*Problem description*:
How many lines in the records below contain the word "black", with case taken into account? Reply with the number only.

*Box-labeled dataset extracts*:
+ + + + +
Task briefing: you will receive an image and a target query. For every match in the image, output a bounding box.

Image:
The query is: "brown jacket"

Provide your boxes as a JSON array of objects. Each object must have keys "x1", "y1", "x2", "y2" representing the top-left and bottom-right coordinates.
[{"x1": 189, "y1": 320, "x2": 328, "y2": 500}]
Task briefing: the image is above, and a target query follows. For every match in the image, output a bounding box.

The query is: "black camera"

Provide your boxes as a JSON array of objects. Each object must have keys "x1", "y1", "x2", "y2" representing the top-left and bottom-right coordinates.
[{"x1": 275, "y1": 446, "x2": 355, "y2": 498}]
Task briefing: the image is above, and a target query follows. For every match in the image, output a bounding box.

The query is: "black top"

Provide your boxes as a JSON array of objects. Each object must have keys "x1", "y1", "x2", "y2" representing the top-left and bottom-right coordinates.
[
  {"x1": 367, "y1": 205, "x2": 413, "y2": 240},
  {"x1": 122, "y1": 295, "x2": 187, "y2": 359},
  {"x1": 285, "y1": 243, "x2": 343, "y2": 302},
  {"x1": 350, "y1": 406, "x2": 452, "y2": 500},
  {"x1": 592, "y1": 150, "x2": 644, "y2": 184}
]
+ + + + +
*Result*:
2